## TAREAS A REALIZAR
1. Según el texto sobre Maya Angelou, ¿qué día murió la poeta?
2. Transcribe del texto sobre Maya Angelou el fragmento comprendido entre "Casi veinte años" y "sencillas como bordillo.", ambos incluidos.
3. Escribe la continuación del texto sobre Maya Angelou a partir de su última oración.

---------- TEXTO PARA LEER

Cuando tenía unos catorce años descubrí a Maya Angelou. Mi maestro de Historia –un gringo alto y barbudo al que nadie quería mucho– me contó que Bill Clinton era el segundo presidente estadounidense en incluir la lectura de un poema en su acto de posesión. Había elegido a Angelou, quien leyó los versos de On the Pulse of Morning. “A most beautiful piece”, me dijo mi profesor, viendo por una de las ventanas de la biblioteca del colegio. Hizo una pausa y recitó, muy bajito:
Here, on the pulse of this new day
You may have the grace to look up and out
And into your sister’s eyes, and into
Your brother’s face, your country
And say simply
Very simply
With hope —
Good morning.
Casi veinte años después, el miércoles veintiocho de mayo de 2014, Maya Angelou murió. Yo no me enteré. O tal vez sí. Tengo la sensación culposa de que lo leí, pero lo pasé por alto. El día en que la poeta negra se fue de este mundo, yo tenía la cabeza hecha un ovillo indescifrable. El lunes anterior había terminado de mudarme a una Buenos Aires otoñal. Los cambios y la soledad abrumadora suelen trastocarme el humor y me acentúan la torpeza. Esta vez no ha sido diferente: ya perdí dos tarjetas del subte, un par de audífonos, tres tickets de guardarropas, dos paraguas, empaqué mis cosas en una maleta ajena, regué el café en la oficina nueva, me choqué de frente con un desconocido mientras cruzaba la calle, rompí dos cerraduras, olvidé nombres de amigos cercanos y palabras sencillas como bordillo.

--------------------
---------- MATERIAL SUMINISTRADO

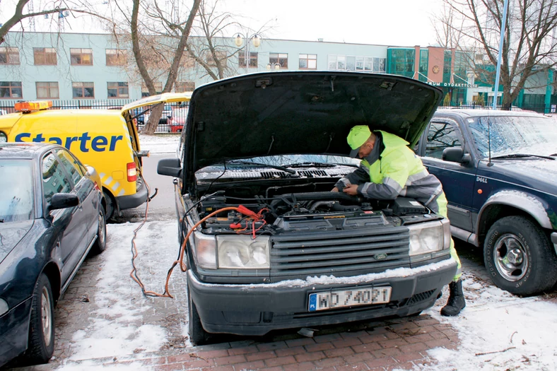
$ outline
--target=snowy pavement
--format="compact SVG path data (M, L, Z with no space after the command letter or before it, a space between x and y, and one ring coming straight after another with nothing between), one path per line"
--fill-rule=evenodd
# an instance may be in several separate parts
M177 138L168 135L148 139L141 136L140 141L142 149L148 149L153 153L170 153L175 152ZM177 227L176 221L172 219L148 220L137 230L136 266L146 290L162 293L167 271L178 254ZM290 355L281 353L274 346L278 343L276 339L271 339L268 343L265 340L245 341L252 348L255 346L253 344L258 344L255 351L251 351L254 355L259 355L259 360L252 360L251 363L247 362L251 359L250 357L242 358L230 349L233 343L217 344L212 348L192 347L187 337L185 273L177 267L171 276L169 290L174 299L146 298L141 295L139 285L130 278L131 239L134 231L141 225L141 223L108 225L106 251L86 261L58 304L54 358L48 365L28 367L29 370L201 370L203 365L208 364L213 367L206 369L240 371L264 367L271 370L271 365L275 363L276 366L272 370L293 370L295 369L293 365L306 365L303 368L307 370L557 370L554 340L557 333L557 293L527 298L513 296L496 288L486 280L485 270L477 261L464 257L462 261L467 307L459 317L445 318L438 314L448 297L445 288L443 297L437 305L418 317L397 320L388 325L384 325L383 322L377 327L378 330L416 328L423 329L424 331L425 329L430 329L432 331L441 331L449 334L450 331L456 331L457 339L451 343L454 346L437 346L438 343L435 341L424 341L427 348L415 347L416 351L411 353L414 355L413 358L399 351L412 343L399 334L397 338L392 339L397 343L379 342L385 348L390 347L391 353L385 351L389 349L381 350L383 353L380 354L376 353L379 350L375 350L375 353L371 351L361 353L361 346L365 345L362 339L366 336L371 338L369 336L374 334L378 336L382 332L365 333L359 327L352 329L348 327L339 334L327 335L332 339L340 339L331 340L333 345L330 346L338 348L341 340L344 342L344 346L350 348L350 351L344 351L347 353L345 355L322 349L317 351L312 347L323 348L318 338L315 341L307 339L310 341L307 343L304 342L305 338L299 338L295 334L293 338L290 337L293 340L286 343L293 347L288 348L291 349ZM469 245L461 246L459 248L463 251L470 249ZM420 324L424 326L419 327ZM430 325L426 326L428 324ZM360 334L358 341L350 342L351 331L359 331L353 334L354 336ZM394 337L390 335L393 334L385 334L385 338ZM447 336L452 340L450 335ZM412 338L420 339L416 336ZM225 339L225 341L230 340ZM263 352L266 345L269 350ZM294 346L296 345L299 346ZM370 347L372 344L367 345ZM218 351L225 348L229 348L228 353L222 354L223 351ZM206 353L204 353L204 350ZM295 351L300 354L293 358ZM274 360L275 363L269 360L265 363L261 360L262 355L269 352L272 354L266 356ZM318 353L322 359L315 358L304 361L303 357ZM368 354L367 360L365 354ZM356 358L358 355L360 355ZM409 360L403 362L401 360L406 360L405 355ZM209 355L223 358L211 360ZM169 365L172 357L175 361L184 362ZM233 360L235 357L238 360ZM289 365L293 367L287 367L287 358ZM339 360L339 358L342 360ZM165 367L157 365L156 362L153 363L153 359L164 359L160 363L165 363ZM247 363L240 363L242 359ZM256 359L257 356L253 355L253 360ZM392 360L387 362L389 359ZM378 360L385 362L378 363ZM201 366L192 366L197 364ZM218 368L221 366L222 368Z

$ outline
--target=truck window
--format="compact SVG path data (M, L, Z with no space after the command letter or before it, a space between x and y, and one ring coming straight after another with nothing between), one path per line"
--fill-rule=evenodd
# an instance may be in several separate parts
M428 130L428 143L426 156L433 158L442 158L443 150L449 147L460 147L459 129L445 122L432 122Z

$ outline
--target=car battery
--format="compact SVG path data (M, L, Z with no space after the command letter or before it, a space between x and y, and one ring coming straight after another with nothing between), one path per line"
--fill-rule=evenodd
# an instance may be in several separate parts
M423 214L426 212L426 206L409 197L398 197L392 205L394 215Z

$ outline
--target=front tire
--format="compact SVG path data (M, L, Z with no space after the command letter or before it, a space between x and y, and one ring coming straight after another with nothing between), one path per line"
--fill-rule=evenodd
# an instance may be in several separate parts
M97 240L91 247L91 252L98 255L106 249L106 220L105 219L105 211L101 207L99 208L98 216L99 223L97 229Z
M47 363L54 351L54 310L52 289L41 273L33 290L29 340L23 356L31 364Z
M105 201L106 201L106 208L105 208L105 220L110 220L114 215L115 201L112 198L112 196L104 189L102 189L102 194L105 196Z
M493 223L483 244L483 261L493 283L512 294L537 294L557 281L557 257L548 236L523 216Z
M195 304L192 300L189 288L187 289L187 303L189 319L189 323L188 324L189 341L195 346L206 344L210 341L210 336L203 328L199 314L197 312L197 308L195 307Z

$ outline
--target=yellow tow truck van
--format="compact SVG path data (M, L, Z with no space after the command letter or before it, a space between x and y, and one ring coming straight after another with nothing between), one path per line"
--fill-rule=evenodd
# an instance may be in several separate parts
M0 142L49 142L66 147L101 178L108 220L147 201L137 130L128 110L51 110L52 101L16 103L0 116Z

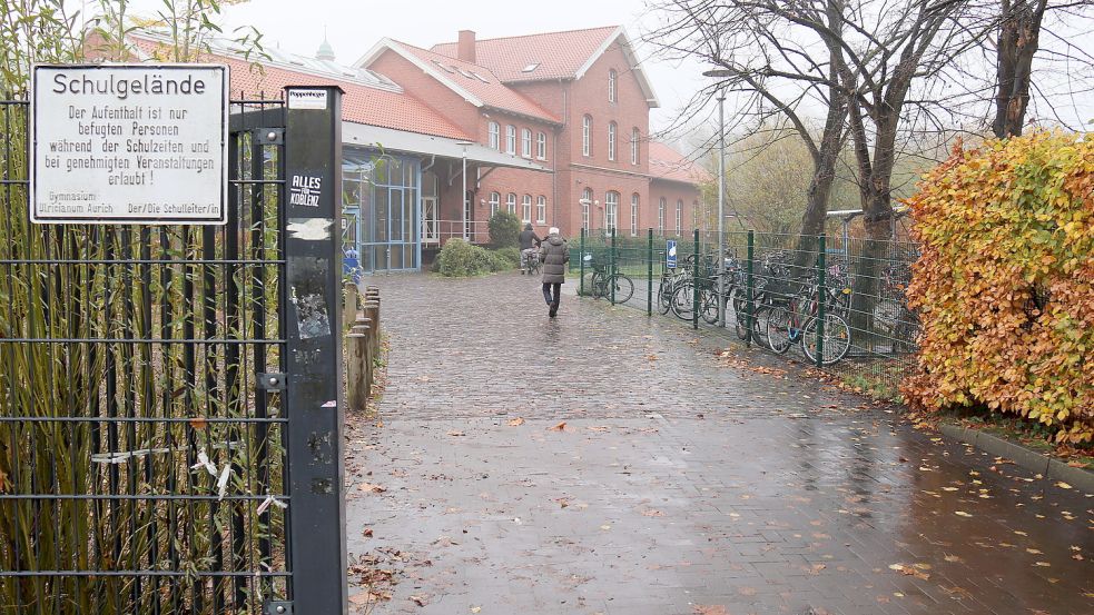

--------------------

## RESPUESTAS
1. El miércoles veintiocho de mayo de 2014.

2.
Casi veinte años después, el miércoles veintiocho de mayo de 2014, Maya Angelou murió. Yo no me enteré. O tal vez sí. Tengo la sensación culposa de que lo leí, pero lo pasé por alto. El día en que la poeta negra se fue de este mundo, yo tenía la cabeza hecha un ovillo indescifrable. El lunes anterior había terminado de mudarme a una Buenos Aires otoñal. Los cambios y la soledad abrumadora suelen trastocarme el humor y me acentúan la torpeza. Esta vez no ha sido diferente: ya perdí dos tarjetas del subte, un par de audífonos, tres tickets de guardarropas, dos paraguas, empaqué mis cosas en una maleta ajena, regué el café en la oficina nueva, me choqué de frente con un desconocido mientras cruzaba la calle, rompí dos cerraduras, olvidé nombres de amigos cercanos y palabras sencillas como bordillo.

3.
La noche del jueves veintinueve llegué tarde a casa. Abrí la computadora, dizque para trabajar. En la vuelta de rutina por las redes sociales, me topé (tal vez de nuevo) con la noticia de la muerte de Angelou. Tenía ochenta y seis años. Había crecido en el sur segregado de los Estados Unidos. Ser mujer y ser negra, en ese contexto, era vivir más que en la discriminación racial. “Era un mundo que según el recuerdo de Angelou, no se hacía problemas por la ambigüedad social– un mundo claramente dividido entre negros y blancos, y entre mujeres y hombres; o lo que es lo mismo, entre el bien y el mal” escribió Hilton Als en el perfil que hizo de la mujer nacida en 1928, en la ciudad independiente de St. Louis, en el centro de los Estados Unidos. Alguna vez leí en The Atlantic que ella había dicho que Shakespeare fue una niña negra. Busqué la nota y la encontré, acá. En The Atlantic hallé, también, el vídeo de la lectura de Maya Angelou de On the Pulse of Morning en la posesión de Clinton de 1993. En ese instante, por esas maravillas del cerebro, di con el recuerdo de mi profesor recitando los últimos versos del poema. Pero encontré otra memoria: ese día, cuando salíamos de la biblioteca, mientras me preguntaba quién sería esa señora negra a la que un presidente blanco invitaba a su posesión, a mi lado caminaba mi hermano Andrés, cuya ausencia hoy no logro conjurar.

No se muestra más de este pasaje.